** begin **

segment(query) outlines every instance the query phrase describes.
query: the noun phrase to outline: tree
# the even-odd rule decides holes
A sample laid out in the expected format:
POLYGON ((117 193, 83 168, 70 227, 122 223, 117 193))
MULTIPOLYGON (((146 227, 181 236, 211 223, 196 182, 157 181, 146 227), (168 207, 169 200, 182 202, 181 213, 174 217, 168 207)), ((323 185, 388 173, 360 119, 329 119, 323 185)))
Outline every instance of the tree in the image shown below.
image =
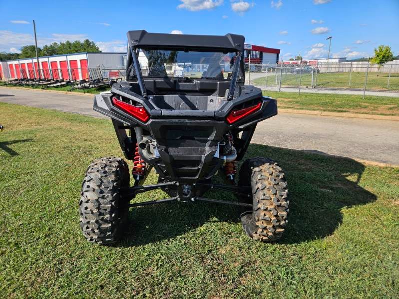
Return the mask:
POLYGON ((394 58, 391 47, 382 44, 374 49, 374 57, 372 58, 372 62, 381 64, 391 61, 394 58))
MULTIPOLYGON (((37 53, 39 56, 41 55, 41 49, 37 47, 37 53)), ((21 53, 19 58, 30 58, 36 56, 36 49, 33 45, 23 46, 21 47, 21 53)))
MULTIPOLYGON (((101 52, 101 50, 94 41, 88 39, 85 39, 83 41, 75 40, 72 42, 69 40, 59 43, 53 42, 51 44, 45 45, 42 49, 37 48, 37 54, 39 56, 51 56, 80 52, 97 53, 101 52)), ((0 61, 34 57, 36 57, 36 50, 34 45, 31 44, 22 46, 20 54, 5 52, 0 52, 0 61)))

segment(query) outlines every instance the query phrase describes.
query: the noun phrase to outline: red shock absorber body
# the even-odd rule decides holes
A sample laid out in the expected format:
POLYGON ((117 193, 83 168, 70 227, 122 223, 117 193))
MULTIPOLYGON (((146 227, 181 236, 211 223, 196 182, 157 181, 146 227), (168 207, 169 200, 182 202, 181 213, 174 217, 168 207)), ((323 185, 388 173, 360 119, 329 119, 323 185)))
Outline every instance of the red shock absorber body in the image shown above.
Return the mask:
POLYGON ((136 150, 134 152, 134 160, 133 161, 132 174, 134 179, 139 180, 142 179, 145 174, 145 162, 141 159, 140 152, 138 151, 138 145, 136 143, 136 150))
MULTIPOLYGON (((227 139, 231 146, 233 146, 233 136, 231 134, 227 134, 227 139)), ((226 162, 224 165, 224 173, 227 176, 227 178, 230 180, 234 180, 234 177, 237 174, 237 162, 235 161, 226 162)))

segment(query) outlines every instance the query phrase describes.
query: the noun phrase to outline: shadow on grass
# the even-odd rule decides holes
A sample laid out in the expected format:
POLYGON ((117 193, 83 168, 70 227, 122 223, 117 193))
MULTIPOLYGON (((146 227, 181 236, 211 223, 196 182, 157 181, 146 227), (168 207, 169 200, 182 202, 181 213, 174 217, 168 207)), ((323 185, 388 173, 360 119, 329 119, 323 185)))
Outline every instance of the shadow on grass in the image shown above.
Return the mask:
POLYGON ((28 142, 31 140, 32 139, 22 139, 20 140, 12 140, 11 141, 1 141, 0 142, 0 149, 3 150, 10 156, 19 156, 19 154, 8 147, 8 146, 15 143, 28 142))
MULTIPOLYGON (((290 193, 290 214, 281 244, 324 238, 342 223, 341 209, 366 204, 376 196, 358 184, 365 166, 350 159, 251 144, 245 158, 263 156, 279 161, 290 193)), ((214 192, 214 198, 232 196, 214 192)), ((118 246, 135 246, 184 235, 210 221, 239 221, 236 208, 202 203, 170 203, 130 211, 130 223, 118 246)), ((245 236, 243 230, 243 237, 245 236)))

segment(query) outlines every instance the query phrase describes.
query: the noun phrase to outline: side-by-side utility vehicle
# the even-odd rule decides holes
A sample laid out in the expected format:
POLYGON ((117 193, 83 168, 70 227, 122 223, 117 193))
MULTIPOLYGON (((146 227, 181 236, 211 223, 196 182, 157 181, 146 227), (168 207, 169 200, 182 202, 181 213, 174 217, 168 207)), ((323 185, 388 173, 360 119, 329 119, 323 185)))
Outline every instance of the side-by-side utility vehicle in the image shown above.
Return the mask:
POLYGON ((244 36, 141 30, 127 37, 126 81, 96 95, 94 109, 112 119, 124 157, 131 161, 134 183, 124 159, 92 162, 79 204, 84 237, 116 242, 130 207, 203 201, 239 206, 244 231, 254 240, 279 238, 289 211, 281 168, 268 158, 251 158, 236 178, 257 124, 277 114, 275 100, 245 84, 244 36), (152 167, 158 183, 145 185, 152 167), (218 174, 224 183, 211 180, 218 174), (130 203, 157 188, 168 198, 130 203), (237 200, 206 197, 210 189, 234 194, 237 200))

** end **
** begin **

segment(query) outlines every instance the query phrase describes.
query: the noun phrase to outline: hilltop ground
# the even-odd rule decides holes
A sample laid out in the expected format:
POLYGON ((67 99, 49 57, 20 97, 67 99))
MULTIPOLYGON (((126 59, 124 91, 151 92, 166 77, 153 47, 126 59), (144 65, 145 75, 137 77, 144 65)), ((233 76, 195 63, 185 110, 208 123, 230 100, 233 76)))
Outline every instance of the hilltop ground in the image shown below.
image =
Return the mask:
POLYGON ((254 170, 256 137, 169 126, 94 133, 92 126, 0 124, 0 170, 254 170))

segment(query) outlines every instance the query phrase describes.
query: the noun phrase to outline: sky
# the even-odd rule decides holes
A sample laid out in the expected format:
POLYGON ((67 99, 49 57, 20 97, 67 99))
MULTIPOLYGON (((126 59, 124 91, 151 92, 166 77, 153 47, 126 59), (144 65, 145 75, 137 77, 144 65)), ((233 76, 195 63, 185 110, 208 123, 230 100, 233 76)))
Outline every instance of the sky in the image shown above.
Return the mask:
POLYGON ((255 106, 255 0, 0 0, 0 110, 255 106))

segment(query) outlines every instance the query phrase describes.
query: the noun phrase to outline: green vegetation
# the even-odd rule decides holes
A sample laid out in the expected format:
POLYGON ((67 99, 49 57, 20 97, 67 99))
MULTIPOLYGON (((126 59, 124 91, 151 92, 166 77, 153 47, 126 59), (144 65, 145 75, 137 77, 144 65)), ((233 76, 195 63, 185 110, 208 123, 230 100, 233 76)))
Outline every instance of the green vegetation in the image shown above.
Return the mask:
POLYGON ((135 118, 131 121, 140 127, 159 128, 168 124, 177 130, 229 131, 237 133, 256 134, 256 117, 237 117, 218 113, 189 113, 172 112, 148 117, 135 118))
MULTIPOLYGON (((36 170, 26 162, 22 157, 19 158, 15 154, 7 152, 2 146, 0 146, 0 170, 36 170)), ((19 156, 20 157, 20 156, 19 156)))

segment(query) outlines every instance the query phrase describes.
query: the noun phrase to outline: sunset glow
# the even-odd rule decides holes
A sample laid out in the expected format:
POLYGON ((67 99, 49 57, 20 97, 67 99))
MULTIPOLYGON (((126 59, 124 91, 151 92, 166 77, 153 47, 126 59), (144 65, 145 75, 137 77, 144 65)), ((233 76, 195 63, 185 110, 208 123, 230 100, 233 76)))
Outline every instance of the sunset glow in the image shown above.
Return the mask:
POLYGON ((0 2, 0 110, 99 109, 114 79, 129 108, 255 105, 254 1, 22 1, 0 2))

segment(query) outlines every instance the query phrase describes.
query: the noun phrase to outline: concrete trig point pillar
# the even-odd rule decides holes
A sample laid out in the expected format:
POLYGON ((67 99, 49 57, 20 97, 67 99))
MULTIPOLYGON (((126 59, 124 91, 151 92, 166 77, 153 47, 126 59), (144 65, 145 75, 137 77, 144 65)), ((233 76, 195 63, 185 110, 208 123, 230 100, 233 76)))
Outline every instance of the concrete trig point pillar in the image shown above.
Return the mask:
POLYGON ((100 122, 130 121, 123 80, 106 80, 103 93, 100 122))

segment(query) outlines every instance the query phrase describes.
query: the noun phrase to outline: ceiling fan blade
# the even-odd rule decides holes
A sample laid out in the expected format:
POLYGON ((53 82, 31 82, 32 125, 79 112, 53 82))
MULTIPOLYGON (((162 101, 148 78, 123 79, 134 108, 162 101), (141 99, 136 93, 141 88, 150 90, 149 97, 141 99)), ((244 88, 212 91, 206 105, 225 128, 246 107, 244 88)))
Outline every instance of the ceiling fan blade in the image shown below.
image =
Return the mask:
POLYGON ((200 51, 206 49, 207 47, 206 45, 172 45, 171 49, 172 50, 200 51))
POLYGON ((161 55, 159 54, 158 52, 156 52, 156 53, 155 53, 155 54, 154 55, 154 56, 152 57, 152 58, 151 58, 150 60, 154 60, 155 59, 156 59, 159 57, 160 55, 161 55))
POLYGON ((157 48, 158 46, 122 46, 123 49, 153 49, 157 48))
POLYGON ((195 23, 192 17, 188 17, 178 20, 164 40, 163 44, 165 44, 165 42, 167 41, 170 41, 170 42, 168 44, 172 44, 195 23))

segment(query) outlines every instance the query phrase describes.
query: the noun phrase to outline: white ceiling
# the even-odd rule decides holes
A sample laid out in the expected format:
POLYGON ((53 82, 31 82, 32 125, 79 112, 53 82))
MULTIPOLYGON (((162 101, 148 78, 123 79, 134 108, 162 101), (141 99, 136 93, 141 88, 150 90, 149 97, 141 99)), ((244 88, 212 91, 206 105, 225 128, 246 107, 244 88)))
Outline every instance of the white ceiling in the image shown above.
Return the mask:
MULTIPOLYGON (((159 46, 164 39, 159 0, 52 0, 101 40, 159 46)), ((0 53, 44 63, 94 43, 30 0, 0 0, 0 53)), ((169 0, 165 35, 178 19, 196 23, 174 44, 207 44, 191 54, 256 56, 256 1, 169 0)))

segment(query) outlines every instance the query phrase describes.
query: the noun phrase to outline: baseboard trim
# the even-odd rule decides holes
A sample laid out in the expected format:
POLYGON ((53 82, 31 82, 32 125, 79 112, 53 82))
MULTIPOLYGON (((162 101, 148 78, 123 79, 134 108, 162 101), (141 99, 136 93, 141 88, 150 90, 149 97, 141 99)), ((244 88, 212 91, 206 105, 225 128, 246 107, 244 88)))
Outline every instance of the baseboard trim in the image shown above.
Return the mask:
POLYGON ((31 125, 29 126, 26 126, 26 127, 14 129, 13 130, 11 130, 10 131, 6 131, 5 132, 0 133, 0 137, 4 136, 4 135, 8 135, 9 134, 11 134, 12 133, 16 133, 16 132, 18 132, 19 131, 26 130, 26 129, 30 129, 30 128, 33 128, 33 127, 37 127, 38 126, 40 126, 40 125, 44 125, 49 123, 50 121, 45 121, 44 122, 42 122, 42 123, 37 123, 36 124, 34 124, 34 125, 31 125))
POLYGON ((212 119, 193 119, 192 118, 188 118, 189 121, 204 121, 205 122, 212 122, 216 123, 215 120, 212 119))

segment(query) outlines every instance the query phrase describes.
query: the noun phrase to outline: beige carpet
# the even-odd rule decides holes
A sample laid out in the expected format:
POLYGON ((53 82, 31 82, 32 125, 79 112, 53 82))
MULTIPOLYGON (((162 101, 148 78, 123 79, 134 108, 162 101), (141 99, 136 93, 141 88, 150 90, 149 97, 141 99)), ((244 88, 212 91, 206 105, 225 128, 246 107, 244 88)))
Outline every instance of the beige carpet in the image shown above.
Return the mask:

** end **
** begin **

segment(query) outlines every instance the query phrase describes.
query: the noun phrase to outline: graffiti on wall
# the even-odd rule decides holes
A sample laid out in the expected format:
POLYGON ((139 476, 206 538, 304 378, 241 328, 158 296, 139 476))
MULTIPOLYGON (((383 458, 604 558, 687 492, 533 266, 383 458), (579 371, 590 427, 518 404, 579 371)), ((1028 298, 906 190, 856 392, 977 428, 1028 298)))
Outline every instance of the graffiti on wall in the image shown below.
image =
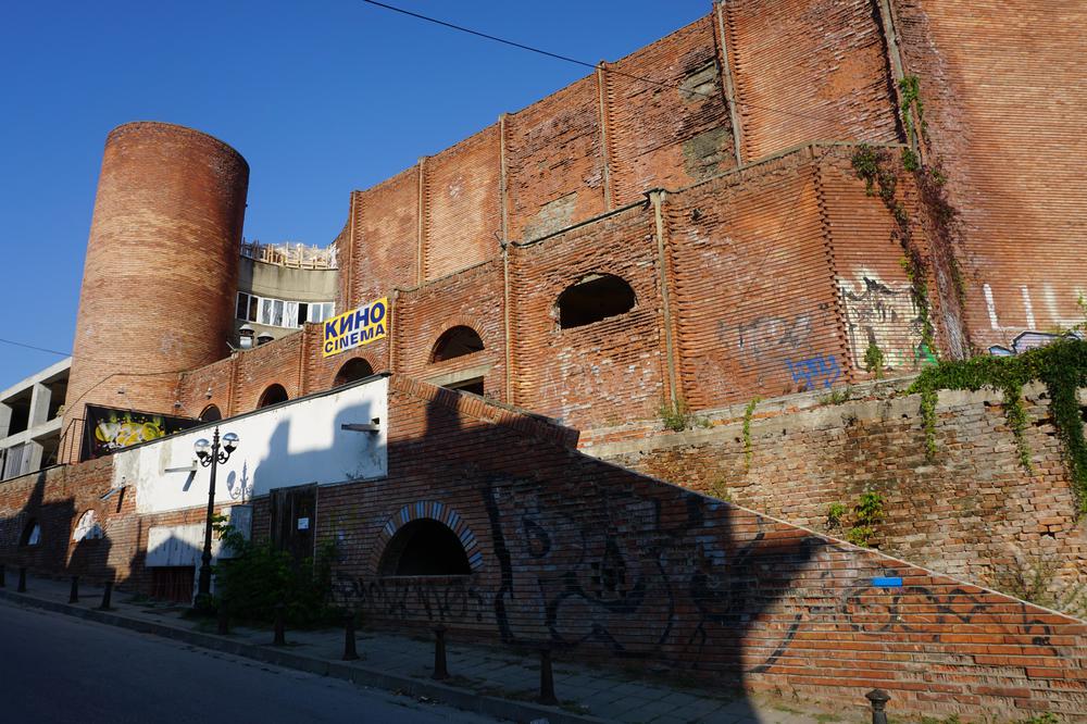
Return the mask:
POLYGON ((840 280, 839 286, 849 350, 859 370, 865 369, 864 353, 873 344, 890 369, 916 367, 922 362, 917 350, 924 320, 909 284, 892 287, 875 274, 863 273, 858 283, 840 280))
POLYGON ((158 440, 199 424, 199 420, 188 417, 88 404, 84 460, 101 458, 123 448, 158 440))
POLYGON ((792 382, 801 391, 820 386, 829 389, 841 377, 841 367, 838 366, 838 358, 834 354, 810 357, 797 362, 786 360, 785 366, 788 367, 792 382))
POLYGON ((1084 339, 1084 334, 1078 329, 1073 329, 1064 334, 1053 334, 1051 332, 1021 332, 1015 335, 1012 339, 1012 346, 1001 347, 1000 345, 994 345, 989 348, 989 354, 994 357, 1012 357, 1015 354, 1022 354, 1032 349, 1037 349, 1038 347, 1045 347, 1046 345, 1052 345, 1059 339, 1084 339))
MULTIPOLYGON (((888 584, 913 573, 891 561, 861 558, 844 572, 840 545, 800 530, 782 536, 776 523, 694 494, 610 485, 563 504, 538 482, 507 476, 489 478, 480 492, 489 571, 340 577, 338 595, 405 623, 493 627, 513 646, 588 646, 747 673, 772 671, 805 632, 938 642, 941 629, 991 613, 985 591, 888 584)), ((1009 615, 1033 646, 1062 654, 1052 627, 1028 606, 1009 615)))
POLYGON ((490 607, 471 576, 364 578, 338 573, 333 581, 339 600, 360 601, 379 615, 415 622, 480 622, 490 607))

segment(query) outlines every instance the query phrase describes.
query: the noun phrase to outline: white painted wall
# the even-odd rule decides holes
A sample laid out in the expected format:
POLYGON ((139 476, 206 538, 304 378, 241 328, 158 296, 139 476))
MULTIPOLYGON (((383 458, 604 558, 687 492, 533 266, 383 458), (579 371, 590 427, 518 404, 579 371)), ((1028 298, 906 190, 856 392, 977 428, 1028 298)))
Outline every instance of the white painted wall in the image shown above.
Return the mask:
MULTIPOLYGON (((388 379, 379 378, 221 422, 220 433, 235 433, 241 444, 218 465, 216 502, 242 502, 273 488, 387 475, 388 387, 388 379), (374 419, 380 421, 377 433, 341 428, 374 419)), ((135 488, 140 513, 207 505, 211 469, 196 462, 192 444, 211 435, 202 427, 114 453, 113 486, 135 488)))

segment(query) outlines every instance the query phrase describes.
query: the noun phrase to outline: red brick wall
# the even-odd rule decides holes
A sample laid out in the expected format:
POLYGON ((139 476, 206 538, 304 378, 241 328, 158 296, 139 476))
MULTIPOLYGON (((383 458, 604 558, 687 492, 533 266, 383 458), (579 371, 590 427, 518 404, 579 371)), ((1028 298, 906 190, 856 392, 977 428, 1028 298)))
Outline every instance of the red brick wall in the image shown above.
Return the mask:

** end **

▶ [Written instruction]
How many lines of the data above contain the string "below", with case counted? Reply with the number only.

▶ [Full answer]
4